▸ **Source data**:
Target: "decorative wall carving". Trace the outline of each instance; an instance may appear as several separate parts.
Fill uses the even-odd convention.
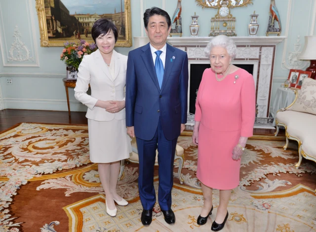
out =
[[[300,42],[300,35],[297,35],[296,42],[293,45],[294,45],[294,51],[293,52],[289,52],[289,56],[287,58],[287,63],[290,65],[290,67],[294,69],[302,69],[306,66],[308,64],[308,62],[299,60],[298,57],[302,52],[302,45]]]
[[[14,29],[13,36],[15,40],[11,45],[9,51],[9,57],[7,61],[9,62],[17,61],[23,62],[25,61],[34,61],[34,58],[30,56],[30,51],[24,43],[21,41],[22,34],[16,25]]]

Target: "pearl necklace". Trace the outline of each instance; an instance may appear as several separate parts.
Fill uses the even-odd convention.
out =
[[[217,81],[222,81],[223,80],[225,79],[225,77],[226,77],[226,76],[227,76],[227,75],[228,75],[228,73],[229,73],[229,72],[231,70],[231,66],[232,66],[231,65],[229,66],[229,67],[228,68],[228,70],[227,70],[227,71],[225,73],[225,74],[224,74],[224,76],[223,76],[223,77],[222,77],[221,78],[218,79],[218,78],[217,78],[217,73],[216,72],[215,72],[215,78],[216,78],[216,80],[217,80]]]

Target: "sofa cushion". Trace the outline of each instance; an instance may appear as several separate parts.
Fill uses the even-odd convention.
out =
[[[316,80],[304,79],[297,99],[289,109],[316,114]]]
[[[315,137],[316,117],[313,114],[286,110],[278,112],[276,119],[286,125],[286,132],[290,135],[298,138],[303,143],[306,138]]]

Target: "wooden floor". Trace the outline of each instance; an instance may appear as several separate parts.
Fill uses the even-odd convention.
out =
[[[57,124],[87,125],[85,112],[72,112],[69,118],[67,111],[4,109],[0,110],[0,132],[6,130],[20,123],[55,123]],[[275,130],[254,129],[255,134],[273,134]],[[280,130],[279,134],[284,134]]]

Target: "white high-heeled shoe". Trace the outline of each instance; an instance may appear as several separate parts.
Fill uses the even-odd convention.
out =
[[[116,207],[114,209],[110,209],[108,207],[108,203],[107,203],[107,200],[105,199],[105,205],[107,207],[107,213],[109,214],[111,217],[115,217],[117,216],[117,212],[118,211],[118,209]]]
[[[120,200],[119,201],[118,201],[118,200],[116,200],[114,199],[114,199],[114,201],[116,202],[117,202],[117,204],[118,204],[118,205],[121,205],[121,206],[124,206],[125,205],[127,205],[128,204],[128,202],[127,201],[126,201],[126,200],[125,200],[122,198],[121,200]]]

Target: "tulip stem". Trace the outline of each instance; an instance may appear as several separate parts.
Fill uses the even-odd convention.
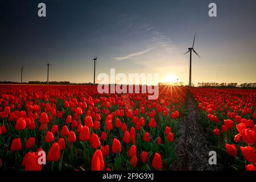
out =
[[[54,168],[54,161],[52,162],[52,171],[53,171]]]

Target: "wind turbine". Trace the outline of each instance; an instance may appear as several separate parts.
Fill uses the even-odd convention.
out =
[[[47,84],[49,84],[49,67],[50,65],[52,65],[52,64],[50,64],[49,63],[49,62],[47,61]]]
[[[94,58],[93,59],[93,61],[94,61],[94,72],[93,75],[93,84],[95,84],[95,63],[97,63],[97,57],[98,56],[94,56]]]
[[[22,72],[23,71],[24,66],[22,66],[22,67],[20,68],[21,70],[21,77],[20,77],[20,83],[22,84]]]
[[[200,56],[199,56],[199,55],[196,52],[196,51],[195,51],[194,49],[194,44],[195,44],[195,39],[196,39],[196,34],[195,34],[194,35],[194,40],[193,41],[193,45],[192,45],[192,47],[190,47],[188,48],[188,52],[187,52],[186,53],[184,53],[184,55],[185,55],[186,53],[187,53],[188,52],[189,52],[190,53],[190,61],[189,61],[189,86],[191,86],[191,61],[192,61],[192,51],[196,53],[196,55],[197,55],[197,56],[200,58]]]

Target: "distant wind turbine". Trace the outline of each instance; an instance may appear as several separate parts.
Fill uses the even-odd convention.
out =
[[[194,44],[195,44],[195,39],[196,39],[196,34],[195,34],[194,35],[194,40],[193,41],[193,45],[192,45],[192,47],[189,48],[188,48],[188,52],[187,52],[186,53],[184,53],[184,55],[185,55],[186,53],[187,53],[188,52],[189,52],[190,53],[190,61],[189,61],[189,86],[191,86],[191,61],[192,61],[192,51],[193,51],[196,55],[197,55],[198,57],[199,57],[199,58],[200,58],[200,56],[199,56],[199,55],[196,52],[196,51],[195,51],[194,49]]]
[[[20,77],[20,83],[22,84],[22,73],[23,71],[24,66],[22,66],[22,67],[20,68],[21,70],[21,77]]]
[[[47,84],[49,84],[49,65],[52,65],[50,64],[49,62],[47,61]]]
[[[93,75],[93,84],[95,84],[95,64],[97,63],[97,57],[98,56],[94,56],[93,61],[94,61],[94,72]]]

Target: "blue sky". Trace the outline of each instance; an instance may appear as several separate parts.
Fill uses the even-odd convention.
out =
[[[37,16],[44,2],[47,16]],[[217,16],[208,16],[215,2]],[[192,82],[255,82],[256,1],[1,1],[0,80],[93,81],[97,74],[158,73]]]

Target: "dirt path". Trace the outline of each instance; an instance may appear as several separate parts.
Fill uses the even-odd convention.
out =
[[[180,132],[182,135],[177,143],[179,159],[171,164],[170,169],[216,170],[216,165],[209,165],[208,163],[208,154],[210,150],[209,149],[204,130],[197,122],[199,111],[189,91],[187,92],[185,104],[187,114],[181,121]]]

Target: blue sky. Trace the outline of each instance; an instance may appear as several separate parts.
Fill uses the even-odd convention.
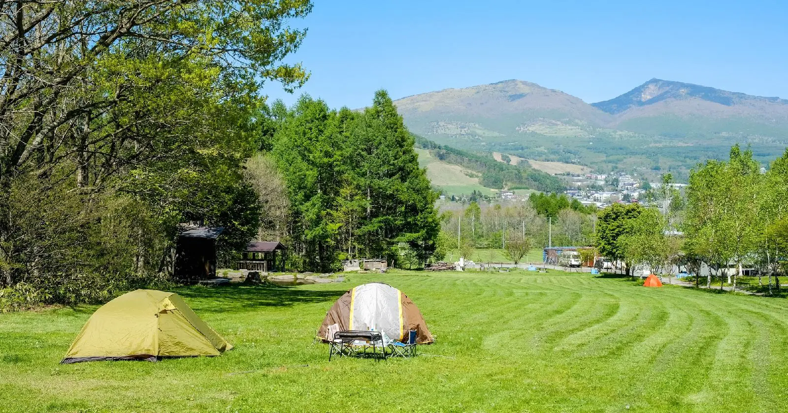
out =
[[[788,2],[315,0],[302,93],[368,105],[519,79],[591,103],[656,77],[788,98]]]

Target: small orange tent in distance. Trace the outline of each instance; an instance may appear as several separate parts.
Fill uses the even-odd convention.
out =
[[[643,283],[644,287],[661,287],[662,282],[660,281],[660,278],[656,275],[652,274],[649,275],[649,278],[645,279],[645,282]]]

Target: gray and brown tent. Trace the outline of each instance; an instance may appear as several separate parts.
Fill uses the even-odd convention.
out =
[[[362,284],[340,297],[325,315],[318,337],[326,341],[329,330],[370,329],[403,342],[407,341],[408,331],[414,330],[417,344],[434,341],[416,304],[402,291],[382,282]]]

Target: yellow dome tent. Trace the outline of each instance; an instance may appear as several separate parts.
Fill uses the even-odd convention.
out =
[[[96,310],[61,363],[219,356],[232,348],[178,294],[137,289]]]

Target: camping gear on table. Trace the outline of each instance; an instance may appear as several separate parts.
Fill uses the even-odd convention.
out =
[[[372,356],[374,358],[386,359],[386,337],[385,333],[381,331],[369,331],[351,330],[348,331],[336,331],[333,336],[333,339],[329,341],[329,361],[331,356],[336,355],[343,356],[362,356],[367,355],[367,349],[372,348]],[[380,355],[377,348],[381,349]]]
[[[661,287],[662,282],[660,281],[659,277],[654,275],[653,274],[649,275],[649,278],[645,278],[645,282],[643,283],[644,287]]]
[[[414,357],[416,356],[416,330],[407,332],[407,342],[394,341],[388,345],[391,349],[389,357]]]
[[[175,293],[137,289],[91,315],[62,363],[219,356],[232,348]]]
[[[434,339],[416,304],[399,289],[382,282],[362,284],[334,303],[318,330],[318,337],[330,342],[329,331],[374,330],[392,340],[404,341],[416,330],[416,344]]]

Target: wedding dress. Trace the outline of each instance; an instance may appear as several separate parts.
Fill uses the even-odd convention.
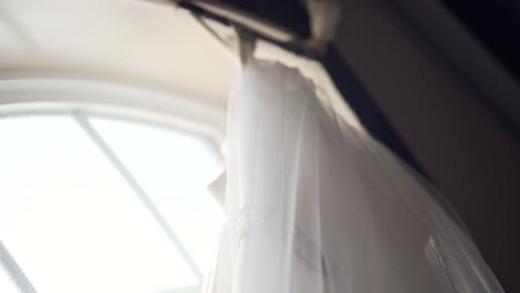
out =
[[[433,189],[298,70],[251,61],[228,119],[210,293],[503,292]]]

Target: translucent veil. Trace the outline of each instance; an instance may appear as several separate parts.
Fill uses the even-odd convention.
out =
[[[210,293],[503,292],[434,191],[298,70],[252,61],[228,119]]]

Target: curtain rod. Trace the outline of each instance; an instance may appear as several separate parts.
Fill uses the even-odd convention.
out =
[[[282,49],[286,49],[288,51],[291,51],[296,54],[299,54],[309,59],[321,60],[321,55],[318,52],[308,48],[306,46],[306,40],[299,38],[298,36],[292,34],[292,40],[288,42],[280,41],[280,40],[277,40],[276,38],[272,38],[270,36],[267,36],[266,33],[259,32],[258,30],[254,30],[230,18],[209,11],[208,9],[197,6],[196,3],[192,3],[190,1],[169,0],[169,2],[174,4],[176,7],[189,10],[191,13],[197,14],[199,17],[211,19],[227,27],[234,27],[241,32],[249,34],[254,39],[270,42],[272,44],[281,47]]]

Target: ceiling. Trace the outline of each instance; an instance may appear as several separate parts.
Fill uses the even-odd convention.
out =
[[[93,79],[224,108],[233,57],[192,16],[141,0],[3,0],[0,78]]]

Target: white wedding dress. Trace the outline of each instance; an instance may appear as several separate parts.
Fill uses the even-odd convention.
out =
[[[299,71],[250,62],[230,98],[211,293],[503,292],[439,195]]]

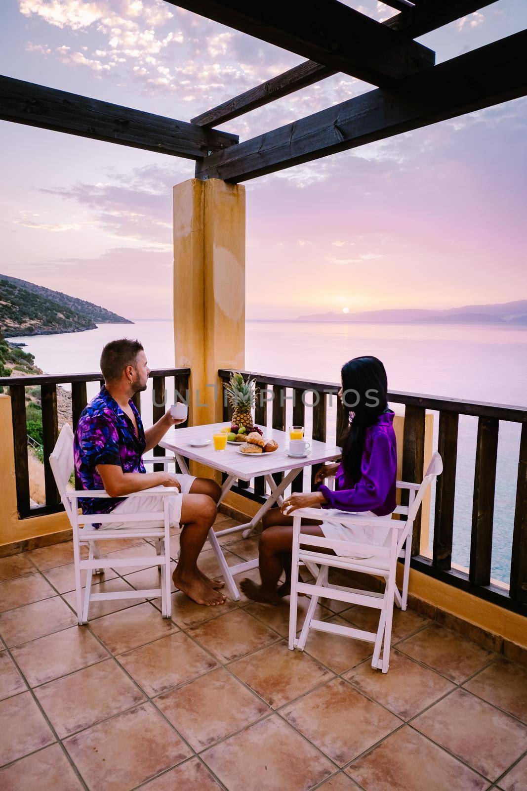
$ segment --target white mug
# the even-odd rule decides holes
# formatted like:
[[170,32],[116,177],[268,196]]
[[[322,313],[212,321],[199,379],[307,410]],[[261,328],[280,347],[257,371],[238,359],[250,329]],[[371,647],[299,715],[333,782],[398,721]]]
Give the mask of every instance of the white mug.
[[186,420],[186,415],[188,414],[189,408],[186,403],[173,403],[170,407],[170,416],[171,418],[175,418],[176,420]]
[[289,440],[289,452],[292,456],[305,456],[311,447],[305,440]]

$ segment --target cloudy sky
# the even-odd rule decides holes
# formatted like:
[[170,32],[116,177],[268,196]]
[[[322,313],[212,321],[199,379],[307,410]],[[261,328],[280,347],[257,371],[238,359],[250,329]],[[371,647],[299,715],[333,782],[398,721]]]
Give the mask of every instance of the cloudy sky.
[[[419,40],[440,62],[526,21],[499,0]],[[182,120],[302,60],[163,0],[2,0],[0,44],[4,74]],[[244,140],[371,87],[337,74],[221,128]],[[527,297],[526,122],[516,100],[248,182],[247,317]],[[3,121],[0,143],[0,272],[170,317],[171,186],[194,163]]]

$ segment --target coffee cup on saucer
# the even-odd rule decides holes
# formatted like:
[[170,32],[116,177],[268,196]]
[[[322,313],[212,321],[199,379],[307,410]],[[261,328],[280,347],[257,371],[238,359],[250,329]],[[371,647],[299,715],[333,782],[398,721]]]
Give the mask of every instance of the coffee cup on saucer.
[[186,420],[188,413],[188,407],[186,403],[182,403],[181,402],[173,403],[170,407],[170,416],[171,418],[175,418],[176,420]]
[[303,456],[307,455],[307,451],[311,447],[311,442],[305,440],[289,440],[290,456]]

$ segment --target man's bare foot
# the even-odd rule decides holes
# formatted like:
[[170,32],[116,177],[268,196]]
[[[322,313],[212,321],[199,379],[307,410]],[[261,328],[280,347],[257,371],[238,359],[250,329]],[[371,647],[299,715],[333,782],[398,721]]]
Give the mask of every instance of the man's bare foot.
[[213,588],[214,590],[218,590],[220,588],[225,587],[225,583],[223,580],[211,580],[210,577],[207,577],[206,574],[204,574],[201,569],[198,570],[198,573],[201,577],[203,581],[206,582],[210,588]]
[[178,573],[176,567],[172,574],[172,581],[179,590],[186,593],[189,599],[192,599],[197,604],[215,607],[216,604],[223,604],[225,601],[225,596],[208,585],[196,572]]
[[262,602],[262,604],[280,604],[280,597],[275,593],[267,593],[262,585],[257,585],[255,582],[246,577],[240,582],[239,587],[242,589],[247,599],[253,601]]

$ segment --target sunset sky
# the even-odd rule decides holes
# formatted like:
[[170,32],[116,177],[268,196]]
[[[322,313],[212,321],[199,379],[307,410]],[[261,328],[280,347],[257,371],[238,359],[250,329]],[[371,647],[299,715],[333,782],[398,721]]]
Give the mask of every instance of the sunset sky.
[[[526,22],[499,0],[418,40],[441,62]],[[303,59],[163,0],[2,0],[0,41],[3,74],[181,120]],[[337,74],[220,128],[371,88]],[[516,100],[248,182],[247,318],[526,298],[526,122]],[[3,121],[0,142],[0,272],[171,317],[171,186],[194,162]]]

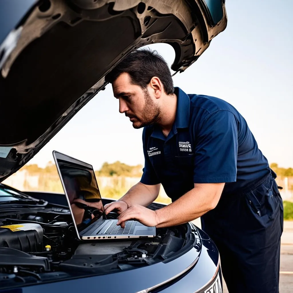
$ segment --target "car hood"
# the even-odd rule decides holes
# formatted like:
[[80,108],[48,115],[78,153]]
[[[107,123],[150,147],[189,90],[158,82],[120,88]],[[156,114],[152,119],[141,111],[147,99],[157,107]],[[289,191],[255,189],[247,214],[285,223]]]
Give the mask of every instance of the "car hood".
[[223,0],[14,2],[0,3],[9,22],[0,31],[0,181],[105,88],[128,53],[169,44],[172,69],[182,72],[227,24]]

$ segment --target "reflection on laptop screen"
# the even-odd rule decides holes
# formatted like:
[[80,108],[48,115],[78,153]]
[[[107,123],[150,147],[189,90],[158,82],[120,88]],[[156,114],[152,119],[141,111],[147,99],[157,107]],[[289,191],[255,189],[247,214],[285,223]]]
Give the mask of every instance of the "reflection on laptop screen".
[[54,154],[79,231],[106,219],[91,165],[57,152]]

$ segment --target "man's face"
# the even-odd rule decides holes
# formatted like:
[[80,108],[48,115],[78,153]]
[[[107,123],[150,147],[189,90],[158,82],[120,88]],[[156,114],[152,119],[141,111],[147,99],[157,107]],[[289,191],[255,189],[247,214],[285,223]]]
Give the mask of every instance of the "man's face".
[[114,96],[119,99],[119,112],[129,117],[135,128],[157,122],[160,108],[151,89],[144,90],[130,82],[128,74],[124,73],[112,84]]

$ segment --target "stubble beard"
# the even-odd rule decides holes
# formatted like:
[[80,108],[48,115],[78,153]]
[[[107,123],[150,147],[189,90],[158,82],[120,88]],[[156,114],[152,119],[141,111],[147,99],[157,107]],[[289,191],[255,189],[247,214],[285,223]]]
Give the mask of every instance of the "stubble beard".
[[161,109],[160,106],[156,105],[152,99],[147,89],[144,90],[144,106],[142,110],[141,119],[137,122],[133,122],[132,126],[136,129],[138,129],[158,123],[161,120]]

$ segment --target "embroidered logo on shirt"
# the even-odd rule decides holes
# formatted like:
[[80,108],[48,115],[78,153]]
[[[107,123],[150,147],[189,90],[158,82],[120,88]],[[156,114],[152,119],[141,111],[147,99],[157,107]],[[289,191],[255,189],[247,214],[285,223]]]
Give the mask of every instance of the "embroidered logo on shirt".
[[158,149],[158,148],[155,146],[153,146],[152,147],[149,148],[149,150],[148,151],[147,153],[149,157],[151,157],[152,156],[155,156],[156,155],[159,155],[161,153],[160,151],[156,151]]
[[180,151],[191,151],[191,144],[189,142],[179,142],[179,148]]

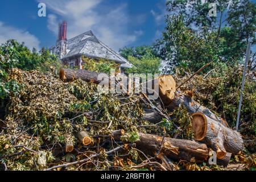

▸ **Your task**: Copy out each line of the data above that contains the string "hood", and match case exactly.

▸ **Written response**:
$ segment --target "car hood"
Give the mask of every instance of the "car hood".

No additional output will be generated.